» To-do list:
#1 According to the passage on scarcity and prices, what is the proof of scarcity?
#2 Pick up the passage on scarcity and prices after its last sentence and carry it forward.
— Start Document text —
Scarcity means that at a zero price the supply of something exceeds its demand. The existence of non-zero prices is the proof of scarcity. This is fairly simplistic, but so long as there are no barriers to entry, suppliers would find it profitable to bid down prices so long as a resource or product is not scarce. In the limit, without scarcity price would fall to zero. One might think that distribution of resources matters, but it does not affect the answer so long as there is not a single monopolist or an effective cartel arrangement that prevents cheating (an extremely high bar) there cannot be an artificial scarcity that creates positive prices when the price would otherwise be zero. Short of monopoly pricing, including ruling out entry, an apparent shortage witnessed by positive price cannot exist when supply exceeds demand at a zero price.
Scarcity means that at a zero price the supply of something exceeds its demand. The existence of non-zero prices is the proof of scarcity. This is fairly simplistic, but so long as there are no barriers to entry, suppliers would find it profitable to bid down prices so long as a resource or product is not scarce. In the limit, without scarcity price would fall to zero. One might think that distribution of resources matters, but it does not affect the answer so long as there is not a single monopolist or an effective cartel arrangement that prevents cheating (an extremely high bar) there cannot be an artificial scarcity that creates positive prices when the price would otherwise be zero. Short of monopoly pricing, including ruling out entry, an apparent shortage witnessed by positive price cannot exist when supply exceeds demand at a zero price.
— End Document text —
— Start Stored data —
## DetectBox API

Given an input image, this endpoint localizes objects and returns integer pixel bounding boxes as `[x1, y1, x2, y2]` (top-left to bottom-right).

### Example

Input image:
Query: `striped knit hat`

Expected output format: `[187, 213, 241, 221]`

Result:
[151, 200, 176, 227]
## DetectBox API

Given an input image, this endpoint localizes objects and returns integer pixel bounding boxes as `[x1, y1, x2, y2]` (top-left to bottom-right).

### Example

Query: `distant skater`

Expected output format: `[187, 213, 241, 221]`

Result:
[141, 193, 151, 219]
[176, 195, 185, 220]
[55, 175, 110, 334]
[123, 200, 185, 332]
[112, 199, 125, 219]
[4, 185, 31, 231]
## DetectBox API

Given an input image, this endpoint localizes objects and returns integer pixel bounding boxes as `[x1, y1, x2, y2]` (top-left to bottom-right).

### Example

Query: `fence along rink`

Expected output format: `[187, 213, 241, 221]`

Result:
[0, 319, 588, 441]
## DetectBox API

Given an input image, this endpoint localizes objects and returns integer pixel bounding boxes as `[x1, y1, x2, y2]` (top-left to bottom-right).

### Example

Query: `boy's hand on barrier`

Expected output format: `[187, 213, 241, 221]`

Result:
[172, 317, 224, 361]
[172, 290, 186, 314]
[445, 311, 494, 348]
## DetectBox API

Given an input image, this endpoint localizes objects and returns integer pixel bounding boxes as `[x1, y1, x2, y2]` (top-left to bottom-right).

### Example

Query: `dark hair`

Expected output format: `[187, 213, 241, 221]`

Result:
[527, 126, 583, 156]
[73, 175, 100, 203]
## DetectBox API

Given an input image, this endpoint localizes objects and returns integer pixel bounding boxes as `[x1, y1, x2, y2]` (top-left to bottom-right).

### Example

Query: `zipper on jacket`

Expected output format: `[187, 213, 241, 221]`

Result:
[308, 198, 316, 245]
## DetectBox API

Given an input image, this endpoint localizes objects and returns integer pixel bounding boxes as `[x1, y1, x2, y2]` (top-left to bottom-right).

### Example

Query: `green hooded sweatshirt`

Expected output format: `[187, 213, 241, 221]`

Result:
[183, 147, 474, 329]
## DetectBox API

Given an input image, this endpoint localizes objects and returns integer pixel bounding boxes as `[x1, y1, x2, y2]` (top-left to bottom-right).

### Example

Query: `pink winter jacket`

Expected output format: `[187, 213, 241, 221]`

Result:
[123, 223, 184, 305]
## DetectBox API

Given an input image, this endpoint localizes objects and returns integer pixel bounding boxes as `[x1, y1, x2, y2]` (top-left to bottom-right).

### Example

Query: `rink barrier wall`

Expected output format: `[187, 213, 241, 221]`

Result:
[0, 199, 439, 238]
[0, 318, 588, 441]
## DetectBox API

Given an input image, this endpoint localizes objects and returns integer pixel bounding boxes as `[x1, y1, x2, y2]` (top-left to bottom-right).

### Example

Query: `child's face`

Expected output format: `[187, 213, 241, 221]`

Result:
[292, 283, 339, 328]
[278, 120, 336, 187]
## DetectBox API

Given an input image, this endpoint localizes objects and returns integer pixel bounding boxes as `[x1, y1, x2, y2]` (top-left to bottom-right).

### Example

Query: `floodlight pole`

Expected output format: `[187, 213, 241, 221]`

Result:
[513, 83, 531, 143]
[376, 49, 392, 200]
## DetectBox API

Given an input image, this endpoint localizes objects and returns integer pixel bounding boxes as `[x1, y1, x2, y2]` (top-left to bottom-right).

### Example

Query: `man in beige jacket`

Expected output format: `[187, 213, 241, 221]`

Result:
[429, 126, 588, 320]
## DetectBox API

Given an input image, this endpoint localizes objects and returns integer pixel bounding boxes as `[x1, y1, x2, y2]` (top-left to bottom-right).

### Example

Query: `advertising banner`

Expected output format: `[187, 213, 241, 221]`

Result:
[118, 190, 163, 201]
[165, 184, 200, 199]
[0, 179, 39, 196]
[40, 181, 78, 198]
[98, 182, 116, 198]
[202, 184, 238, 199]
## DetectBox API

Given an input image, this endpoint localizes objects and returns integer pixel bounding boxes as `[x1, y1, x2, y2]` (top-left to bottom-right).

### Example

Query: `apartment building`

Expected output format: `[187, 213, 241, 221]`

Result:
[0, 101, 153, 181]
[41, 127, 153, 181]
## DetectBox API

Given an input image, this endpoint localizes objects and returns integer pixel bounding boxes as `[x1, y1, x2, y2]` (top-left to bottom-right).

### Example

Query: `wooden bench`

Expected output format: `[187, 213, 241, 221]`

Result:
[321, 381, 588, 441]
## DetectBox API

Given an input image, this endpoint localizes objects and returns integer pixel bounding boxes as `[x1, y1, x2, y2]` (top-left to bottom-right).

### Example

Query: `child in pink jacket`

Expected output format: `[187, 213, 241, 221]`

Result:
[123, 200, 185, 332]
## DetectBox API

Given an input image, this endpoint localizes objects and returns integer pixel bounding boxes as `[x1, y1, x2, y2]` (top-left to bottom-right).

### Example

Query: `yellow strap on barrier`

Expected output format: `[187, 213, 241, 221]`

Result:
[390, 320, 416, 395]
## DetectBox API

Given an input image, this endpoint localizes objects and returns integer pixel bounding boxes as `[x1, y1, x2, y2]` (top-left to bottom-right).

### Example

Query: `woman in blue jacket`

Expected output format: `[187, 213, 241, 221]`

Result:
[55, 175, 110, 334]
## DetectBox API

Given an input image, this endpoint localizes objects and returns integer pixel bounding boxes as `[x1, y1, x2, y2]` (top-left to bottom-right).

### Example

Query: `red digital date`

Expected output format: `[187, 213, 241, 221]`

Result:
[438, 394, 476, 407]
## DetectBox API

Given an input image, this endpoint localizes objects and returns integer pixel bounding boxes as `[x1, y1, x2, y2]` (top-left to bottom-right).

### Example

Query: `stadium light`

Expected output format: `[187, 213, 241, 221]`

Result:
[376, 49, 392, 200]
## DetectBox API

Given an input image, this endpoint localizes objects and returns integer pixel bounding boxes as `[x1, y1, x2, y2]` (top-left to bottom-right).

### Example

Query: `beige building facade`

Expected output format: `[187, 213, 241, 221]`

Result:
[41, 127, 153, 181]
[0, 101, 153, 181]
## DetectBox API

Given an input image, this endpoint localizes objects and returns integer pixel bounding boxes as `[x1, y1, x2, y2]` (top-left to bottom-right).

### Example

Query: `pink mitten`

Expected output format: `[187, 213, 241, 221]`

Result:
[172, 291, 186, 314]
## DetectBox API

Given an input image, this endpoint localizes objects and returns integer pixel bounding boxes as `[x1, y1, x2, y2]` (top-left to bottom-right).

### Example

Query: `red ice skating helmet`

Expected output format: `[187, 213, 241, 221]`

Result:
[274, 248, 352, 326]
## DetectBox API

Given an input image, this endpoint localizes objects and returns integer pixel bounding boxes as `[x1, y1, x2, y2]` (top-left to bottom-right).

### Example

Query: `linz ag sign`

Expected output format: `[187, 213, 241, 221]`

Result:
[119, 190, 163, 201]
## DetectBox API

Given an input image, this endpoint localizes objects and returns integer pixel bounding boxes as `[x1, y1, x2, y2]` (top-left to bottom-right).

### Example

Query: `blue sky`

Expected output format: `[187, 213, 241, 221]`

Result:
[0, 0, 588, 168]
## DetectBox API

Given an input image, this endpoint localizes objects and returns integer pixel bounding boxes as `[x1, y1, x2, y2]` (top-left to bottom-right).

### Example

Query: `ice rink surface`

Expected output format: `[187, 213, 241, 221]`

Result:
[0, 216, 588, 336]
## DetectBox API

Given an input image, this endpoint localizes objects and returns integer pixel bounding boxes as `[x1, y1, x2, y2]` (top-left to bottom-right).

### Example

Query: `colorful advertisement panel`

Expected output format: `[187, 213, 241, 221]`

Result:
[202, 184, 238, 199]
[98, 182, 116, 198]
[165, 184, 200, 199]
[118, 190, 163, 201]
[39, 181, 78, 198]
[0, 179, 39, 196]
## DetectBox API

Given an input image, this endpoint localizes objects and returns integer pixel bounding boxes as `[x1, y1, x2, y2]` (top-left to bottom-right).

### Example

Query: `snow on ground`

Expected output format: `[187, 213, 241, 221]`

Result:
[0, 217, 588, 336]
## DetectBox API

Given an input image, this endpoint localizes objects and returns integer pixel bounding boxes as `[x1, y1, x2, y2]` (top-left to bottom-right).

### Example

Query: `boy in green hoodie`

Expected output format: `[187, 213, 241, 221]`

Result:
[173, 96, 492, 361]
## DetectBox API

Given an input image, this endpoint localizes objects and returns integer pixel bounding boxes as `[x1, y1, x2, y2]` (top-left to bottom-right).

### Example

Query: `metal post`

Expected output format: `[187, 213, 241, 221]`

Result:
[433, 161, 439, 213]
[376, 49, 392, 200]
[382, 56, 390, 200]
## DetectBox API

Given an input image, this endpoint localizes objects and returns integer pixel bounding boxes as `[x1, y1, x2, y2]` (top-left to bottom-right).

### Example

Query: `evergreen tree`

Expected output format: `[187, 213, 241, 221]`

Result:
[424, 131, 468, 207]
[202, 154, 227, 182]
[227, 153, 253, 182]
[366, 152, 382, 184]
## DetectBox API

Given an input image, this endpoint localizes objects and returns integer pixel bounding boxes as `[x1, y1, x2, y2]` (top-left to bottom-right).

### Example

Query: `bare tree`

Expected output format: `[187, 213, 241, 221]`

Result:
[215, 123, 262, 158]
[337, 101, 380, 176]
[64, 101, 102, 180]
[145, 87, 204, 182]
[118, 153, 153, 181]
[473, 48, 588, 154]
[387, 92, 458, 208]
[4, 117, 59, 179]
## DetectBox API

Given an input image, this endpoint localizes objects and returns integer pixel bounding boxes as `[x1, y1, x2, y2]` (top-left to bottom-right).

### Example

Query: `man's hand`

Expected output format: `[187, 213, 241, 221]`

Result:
— End Stored data —
» Expected responses:
#1 The existence of non-zero prices.

#2
John Tatom is right on target when he suggests that positive resource prices is evidence of scarcity. In addition, he has valuable insight into the question of fairness.
Part of the challenge is using words like "fair" (or "unfair") because these words may have different meaning to different people. Some think of fairness as equality. Others think of an absence of arbitrary or capricious distributions in this example. Other connotations exist as well.
For example, is it unfair to allow a 17-year old child to stay out longer than a 13-year old child? The 13-year old may argue that it is not fair (i.e., because it is not equal).
Salem, you asked about "poor distribution or unfairness still may be another reason for my scarcity." Perhaps we would find it helpful to consider scarcity from society's perspective and use different terms for the distributional effects and their wide-ranging implications.
From society's perspective, we seek to use or allocate those scarce resources to help society stretch them to enable society to achieve the maximum possible social welfare.
Salam Jassim Hmood I hope you understand that competition is not the cause of scarcity either, as your response suggests. Like prices, competition is "evidence" or "proof" that there is scarcity, which is usually thought of as "unlimited want in the presence of limited resources." The former is presumably part of human nature and the latter is simply a fact.
Hi Salam, Dr. Tatom is absolutely correct. H. H. Gossen pointed this out way back in the early 1800s. But your comment regarding poor distributions and unfairness is not really responding to scarcity per se. Those problems exist not solely due to the ubiquitous problem of scarcity, but also due to other factors as well. For example, there can be scarcity, while still maintaining a fair allocation (at least by some definitions of "fairness'). Institutional factors (infrastructure, politics, crime, etc.) also play a big role.
The problem that there is always "not enough to go around" means that we will always have to deal with this problem. It's the main reason economics exists in the first place. There is no 'Amazon Free' but if there were, we economists would have to get other (real?) jobs.
The questions are interesting. Perhaps the contexts they fit into are also interesting.
Economic resources, let's say iron ore, are not distributed evenly over the world. The people who control the territory wherein the resources are found may collect them and trade them with other territories that have little of their own. Places like Japan have little in the way of natural resources. Nevertheless they can succeed very well due to their possession of immaterial resources.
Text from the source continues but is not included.